START Records

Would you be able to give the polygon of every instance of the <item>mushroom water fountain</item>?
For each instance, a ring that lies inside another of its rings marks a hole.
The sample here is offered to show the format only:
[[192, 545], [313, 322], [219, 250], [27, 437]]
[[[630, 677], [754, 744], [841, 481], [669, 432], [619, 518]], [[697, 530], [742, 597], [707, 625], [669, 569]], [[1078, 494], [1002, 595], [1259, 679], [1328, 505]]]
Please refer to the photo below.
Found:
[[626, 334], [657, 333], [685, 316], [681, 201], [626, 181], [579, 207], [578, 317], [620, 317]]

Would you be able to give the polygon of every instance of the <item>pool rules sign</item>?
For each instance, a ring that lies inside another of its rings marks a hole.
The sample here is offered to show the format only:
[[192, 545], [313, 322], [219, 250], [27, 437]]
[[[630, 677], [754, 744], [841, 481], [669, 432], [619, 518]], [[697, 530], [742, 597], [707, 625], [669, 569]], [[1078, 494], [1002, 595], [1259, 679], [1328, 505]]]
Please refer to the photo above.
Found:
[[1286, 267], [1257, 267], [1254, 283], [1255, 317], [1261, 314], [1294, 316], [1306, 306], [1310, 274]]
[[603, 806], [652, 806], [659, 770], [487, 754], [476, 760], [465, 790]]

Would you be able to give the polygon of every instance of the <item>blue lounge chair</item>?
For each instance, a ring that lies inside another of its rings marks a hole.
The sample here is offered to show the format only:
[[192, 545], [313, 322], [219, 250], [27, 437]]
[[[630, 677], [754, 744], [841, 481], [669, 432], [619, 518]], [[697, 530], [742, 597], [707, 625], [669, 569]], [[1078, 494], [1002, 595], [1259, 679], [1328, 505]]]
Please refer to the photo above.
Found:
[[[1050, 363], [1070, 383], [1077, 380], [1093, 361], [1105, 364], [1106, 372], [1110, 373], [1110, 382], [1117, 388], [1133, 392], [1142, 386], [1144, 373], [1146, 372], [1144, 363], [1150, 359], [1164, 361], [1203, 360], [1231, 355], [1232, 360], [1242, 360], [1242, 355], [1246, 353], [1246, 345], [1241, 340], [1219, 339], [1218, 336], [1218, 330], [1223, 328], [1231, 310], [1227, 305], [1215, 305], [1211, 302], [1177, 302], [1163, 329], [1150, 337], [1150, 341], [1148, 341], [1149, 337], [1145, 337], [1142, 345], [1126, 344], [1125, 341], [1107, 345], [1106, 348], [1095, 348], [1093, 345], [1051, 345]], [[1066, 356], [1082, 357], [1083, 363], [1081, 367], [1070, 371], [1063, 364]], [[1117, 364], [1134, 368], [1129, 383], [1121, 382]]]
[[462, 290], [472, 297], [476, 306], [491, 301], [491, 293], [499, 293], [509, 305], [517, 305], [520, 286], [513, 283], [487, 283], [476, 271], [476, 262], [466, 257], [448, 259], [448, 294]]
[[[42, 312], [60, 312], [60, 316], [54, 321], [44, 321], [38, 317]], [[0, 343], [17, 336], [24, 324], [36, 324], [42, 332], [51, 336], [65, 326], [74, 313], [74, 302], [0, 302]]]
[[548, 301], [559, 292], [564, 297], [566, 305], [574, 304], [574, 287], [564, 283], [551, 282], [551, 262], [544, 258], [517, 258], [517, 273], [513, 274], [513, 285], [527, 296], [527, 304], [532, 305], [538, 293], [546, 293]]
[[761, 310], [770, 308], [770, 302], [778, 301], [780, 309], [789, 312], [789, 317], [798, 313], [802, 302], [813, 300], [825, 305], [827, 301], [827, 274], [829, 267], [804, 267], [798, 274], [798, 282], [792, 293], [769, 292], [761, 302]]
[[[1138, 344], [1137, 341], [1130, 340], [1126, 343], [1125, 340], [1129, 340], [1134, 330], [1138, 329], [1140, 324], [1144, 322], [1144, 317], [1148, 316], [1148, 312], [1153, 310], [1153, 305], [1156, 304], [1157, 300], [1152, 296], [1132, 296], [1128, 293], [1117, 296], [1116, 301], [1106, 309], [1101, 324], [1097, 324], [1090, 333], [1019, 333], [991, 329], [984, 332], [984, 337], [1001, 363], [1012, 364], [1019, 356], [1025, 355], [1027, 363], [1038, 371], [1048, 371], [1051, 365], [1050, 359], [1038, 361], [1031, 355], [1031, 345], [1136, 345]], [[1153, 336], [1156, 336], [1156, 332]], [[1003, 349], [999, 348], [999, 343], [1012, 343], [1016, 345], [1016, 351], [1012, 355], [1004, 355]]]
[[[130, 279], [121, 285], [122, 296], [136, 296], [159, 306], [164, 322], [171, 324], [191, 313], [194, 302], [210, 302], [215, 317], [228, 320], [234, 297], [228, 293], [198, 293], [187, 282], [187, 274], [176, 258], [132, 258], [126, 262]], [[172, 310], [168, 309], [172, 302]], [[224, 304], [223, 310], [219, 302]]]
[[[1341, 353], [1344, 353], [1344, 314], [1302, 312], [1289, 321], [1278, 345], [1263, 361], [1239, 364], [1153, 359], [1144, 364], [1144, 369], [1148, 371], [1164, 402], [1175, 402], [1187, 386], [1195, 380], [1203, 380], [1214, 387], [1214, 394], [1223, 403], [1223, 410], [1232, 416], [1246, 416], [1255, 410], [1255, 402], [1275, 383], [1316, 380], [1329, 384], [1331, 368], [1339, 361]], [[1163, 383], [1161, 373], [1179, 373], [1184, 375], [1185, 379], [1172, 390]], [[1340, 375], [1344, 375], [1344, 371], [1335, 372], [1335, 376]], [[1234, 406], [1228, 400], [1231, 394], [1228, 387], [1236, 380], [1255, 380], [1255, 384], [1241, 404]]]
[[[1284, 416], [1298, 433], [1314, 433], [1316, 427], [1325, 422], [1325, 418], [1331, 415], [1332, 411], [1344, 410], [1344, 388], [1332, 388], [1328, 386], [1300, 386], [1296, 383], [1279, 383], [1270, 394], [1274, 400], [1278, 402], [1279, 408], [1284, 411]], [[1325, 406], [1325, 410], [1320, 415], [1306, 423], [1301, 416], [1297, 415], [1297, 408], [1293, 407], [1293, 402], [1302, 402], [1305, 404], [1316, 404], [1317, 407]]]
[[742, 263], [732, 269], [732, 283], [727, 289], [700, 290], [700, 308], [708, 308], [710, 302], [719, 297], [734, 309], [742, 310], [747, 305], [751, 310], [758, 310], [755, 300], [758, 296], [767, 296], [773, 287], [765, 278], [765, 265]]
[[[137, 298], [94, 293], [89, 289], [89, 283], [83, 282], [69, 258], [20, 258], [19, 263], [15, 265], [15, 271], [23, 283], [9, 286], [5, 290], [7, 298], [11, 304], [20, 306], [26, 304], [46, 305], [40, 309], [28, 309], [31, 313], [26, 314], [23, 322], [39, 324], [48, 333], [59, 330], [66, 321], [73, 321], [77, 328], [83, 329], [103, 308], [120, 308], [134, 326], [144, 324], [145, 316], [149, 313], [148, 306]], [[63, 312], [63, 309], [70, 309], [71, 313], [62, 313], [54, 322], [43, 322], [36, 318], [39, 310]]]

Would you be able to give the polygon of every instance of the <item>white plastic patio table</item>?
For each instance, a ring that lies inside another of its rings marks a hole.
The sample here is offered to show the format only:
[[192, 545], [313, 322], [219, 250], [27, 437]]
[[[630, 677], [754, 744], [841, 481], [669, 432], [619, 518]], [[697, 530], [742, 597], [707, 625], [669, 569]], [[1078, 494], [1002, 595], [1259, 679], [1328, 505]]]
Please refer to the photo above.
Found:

END Records

__What is asked__:
Copy the lines above word for word, from the line with "<item>blue lounge chair</item>?" through the line with "302], [0, 302]]]", both included.

__Written solution__:
Would you be able to give the polygon of every instance of the <item>blue lounge chair</item>?
For each instance, a ring that lies inside another of its rings marks a hole.
The sample here is offered to show the format only:
[[192, 545], [313, 322], [219, 250], [27, 437]]
[[[630, 677], [754, 744], [841, 481], [669, 432], [619, 518]], [[697, 530], [742, 597], [707, 625], [669, 569]], [[1078, 494], [1002, 595], [1259, 679], [1328, 505]]]
Please refer to the photo above.
Found:
[[[1050, 363], [1070, 383], [1077, 380], [1093, 361], [1105, 364], [1106, 372], [1110, 373], [1110, 382], [1117, 388], [1133, 392], [1142, 386], [1144, 373], [1146, 372], [1144, 363], [1150, 359], [1164, 361], [1203, 360], [1231, 355], [1232, 360], [1242, 360], [1242, 355], [1246, 353], [1246, 345], [1241, 340], [1219, 339], [1218, 336], [1218, 330], [1223, 328], [1231, 310], [1227, 305], [1215, 305], [1211, 302], [1177, 302], [1163, 329], [1150, 337], [1150, 341], [1148, 341], [1149, 337], [1145, 337], [1142, 345], [1126, 344], [1125, 341], [1107, 345], [1106, 348], [1095, 348], [1093, 345], [1051, 345]], [[1066, 356], [1082, 357], [1083, 363], [1081, 367], [1070, 371], [1063, 364]], [[1117, 364], [1134, 368], [1129, 383], [1121, 382]]]
[[462, 290], [472, 297], [476, 306], [491, 301], [491, 293], [499, 293], [509, 305], [517, 305], [520, 286], [513, 283], [487, 283], [476, 271], [476, 262], [466, 257], [448, 259], [448, 294]]
[[[42, 312], [60, 312], [60, 316], [54, 321], [44, 321], [38, 317]], [[0, 343], [17, 336], [24, 324], [36, 324], [42, 332], [51, 336], [65, 326], [74, 313], [74, 302], [0, 302]]]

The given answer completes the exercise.